- **Problem details**: The expected output is the complete data, reproduced exactly.

Start of Materials provided

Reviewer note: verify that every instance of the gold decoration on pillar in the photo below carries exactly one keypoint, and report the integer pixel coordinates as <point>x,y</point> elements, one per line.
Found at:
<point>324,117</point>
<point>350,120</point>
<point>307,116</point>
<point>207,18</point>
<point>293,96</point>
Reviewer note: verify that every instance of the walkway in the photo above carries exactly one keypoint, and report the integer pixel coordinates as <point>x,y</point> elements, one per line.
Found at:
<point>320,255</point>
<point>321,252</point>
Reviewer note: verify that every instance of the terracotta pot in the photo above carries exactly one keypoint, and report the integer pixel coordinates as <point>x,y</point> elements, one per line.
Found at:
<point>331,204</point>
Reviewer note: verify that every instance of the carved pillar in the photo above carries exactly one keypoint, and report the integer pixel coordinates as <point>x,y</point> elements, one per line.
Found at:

End of Materials provided

- **Written solution**:
Reviewer note: verify that every instance of the gold decoration on pillar in the photo below carries exactly one keypoint, and report the integer pixel coordinates as <point>x,y</point> elements, one per line.
Found at:
<point>324,117</point>
<point>350,120</point>
<point>307,116</point>
<point>207,18</point>
<point>293,96</point>
Reviewer note: verify that every instance of the walkway in the photo above carries exactly one keypoint, and report the integer pixel coordinates as <point>x,y</point> elements, one per line.
Found at:
<point>320,255</point>
<point>321,252</point>
Reviewer note: verify that every instance of the terracotta pot in the photo above carries exactly one keypoint, and report the integer pixel coordinates as <point>x,y</point> elements, one per line.
Found at:
<point>331,204</point>
Reviewer note: verify that every instance of the carved pillar in the photo above carries exactly one keypoint, and report the integer pixel coordinates as <point>x,y</point> elements, one per line.
Found at:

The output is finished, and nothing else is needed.